Enquanto o Brasil se prepara para a possibilidade de um novo apagão energético em virtude da pior seca dos últimos 91 anos, um outro apagão promete assombrar a nação por anos: o de mão de obra qualificada. Não é de hoje que o país não forma os profissionais de que necessita, mas esse cenário foi potencializado pela mudança no perfil do trabalhador deste século XXI. E ainda serão contabilizados os desdobramentos da pandemia de Covid-19.
De acordo com um estudo do Senai, da UFRGS e da agência alemã de cooperação GIZ, apenas a área de tecnologia (TI) deverá abrir 140 mil vagas nos próximos dois anos ante a perspectiva de formação de 109 mil profissionais nos cursos de graduação. Esse gap (22%) será significativamente ampliado quando se analisa um cenário no médio prazo. Em cinco anos, a lacuna entre a demanda e a quantidade de egressos da educação superior na área de TI deverá saltar para 35%.
A solução definitiva para esse quadro passa, essencialmente, pelo fortalecimento da educação superior no país. Contudo, a despeito das metas do Plano Nacional de Educação (PNE) para a educação superior — cada vez mais distantes de ser alcançadas, diga-se —, do descompasso entre a demanda e a oferta por profissionais e dos quase 15 milhões de brasileiros desempregados, a educação superior segue presa a amarras regulatórias incompatíveis com o atual contexto socioeconômico e com as necessidades do mercado de trabalho.
Na outra ponta, preocupa a desidratação constante das políticas governamentais de acesso à educação superior. De nada adiantam novos currículos e metodologias inovadoras se a graduação continuar sendo um privilégio de poucos brasileiros. Preocupa que as duas principais políticas de acesso à educação superior estejam comprometidas. O Fundo de Financiamento Estudantil (Fies), que já concedeu mais de 700 mil financiamentos por ano, hoje opera na casa dos 40 mil. O Programa Universidade para Todos (Prouni) é ameaçado pela proposta de reforma tributária que tramita no Congresso Nacional.
Vale ressaltar que o cenário poderá ser ainda mais nebuloso do que o apresentado pela pesquisa mencionada. Isso porque os cálculos dos pesquisadores foram feitos com base nas informações de vagas/cursos disponíveis no Cadastro Nacional de Cursos e Instituições de Educação Superior do MEC (e-MEC). Mas, na realidade, além das vagas não preenchidas, o levantamento desconsiderou um aspecto pontual e altamente relevante: o adiamento do ingresso na educação superior em virtude da pandemia de Covid-19.
Entre 2020 e 2021, caiu de forma significativa a entrada de novos estudantes nos cursos de graduação. Levantamento com mais de mil estudantes, realizado pela Associação Brasileira de Mantenedoras de Ensino Superior (ABMES) em parceria com a Educa Insights, comprovou que, entre os que ainda não tiveram acesso à vacina, 43% decidiram adiar para 2022 o início da graduação.
Portanto estamos diante de um quadro complexo e desafiador. A solução passa, sim, pela criação de novos cursos, pela atualização de currículos e pela formação de professores, mas também pela aceleração do ingresso de novos estudantes na educação superior e pela liberação das amarras regulatórias.
De tudo isso depende a construção de novas perspectivas para o Brasil. Caso contrário, o país sairá da crise sanitária, mas não terá o capital humano necessário para dar vazão à economia que vai surgir no pós-Covid. Viveremos o pior apagão da nossa história, para o qual não há vela que dê alívio.

▸ **Dados do exercício**
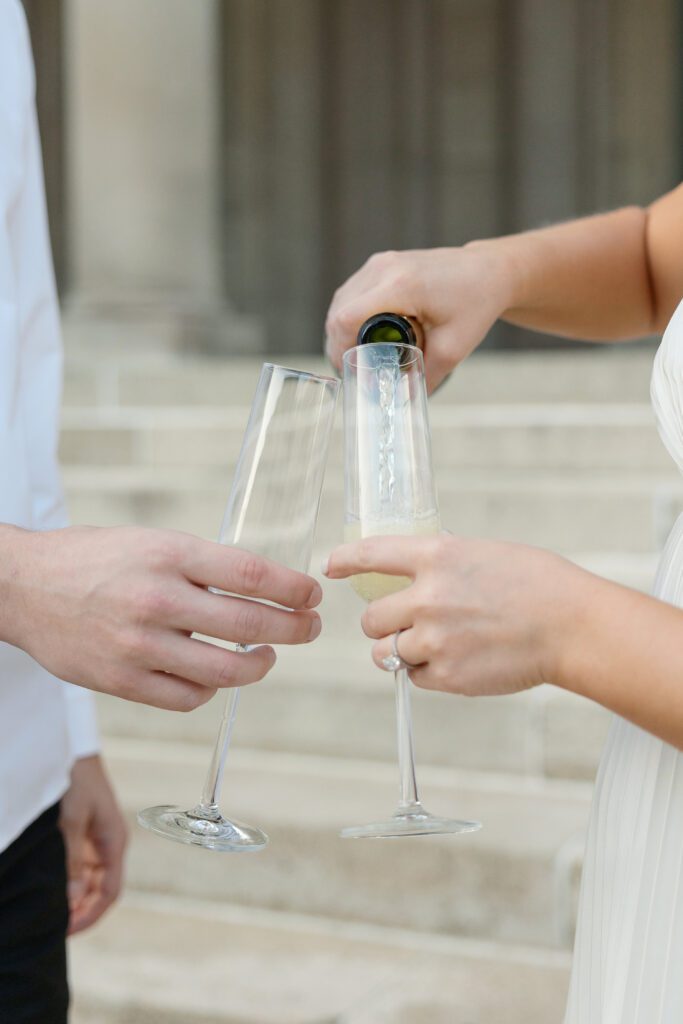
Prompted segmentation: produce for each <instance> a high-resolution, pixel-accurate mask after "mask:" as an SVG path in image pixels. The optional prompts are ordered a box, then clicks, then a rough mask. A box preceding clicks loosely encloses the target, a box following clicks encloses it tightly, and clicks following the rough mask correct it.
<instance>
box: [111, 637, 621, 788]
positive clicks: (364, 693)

▸ **Tarefas a cumprir**
#1 Segundo o texto sobre o apagão de mão de obra, que porcentagem dos estudantes que ainda não tiveram acesso à vacina decidiu adiar para 2022 o início da graduação?
#2 Transcreva literalmente o trecho do texto sobre o apagão de mão de obra, começando em "A solução definitiva" e seguindo até "mercado de trabalho.".

▸ **Lista de respostas**
#1 43%.

#2
A solução definitiva para esse quadro passa, essencialmente, pelo fortalecimento da educação superior no país. Contudo, a despeito das metas do Plano Nacional de Educação (PNE) para a educação superior — cada vez mais distantes de ser alcançadas, diga-se —, do descompasso entre a demanda e a oferta por profissionais e dos quase 15 milhões de brasileiros desempregados, a educação superior segue presa a amarras regulatórias incompatíveis com o atual contexto socioeconômico e com as necessidades do mercado de trabalho.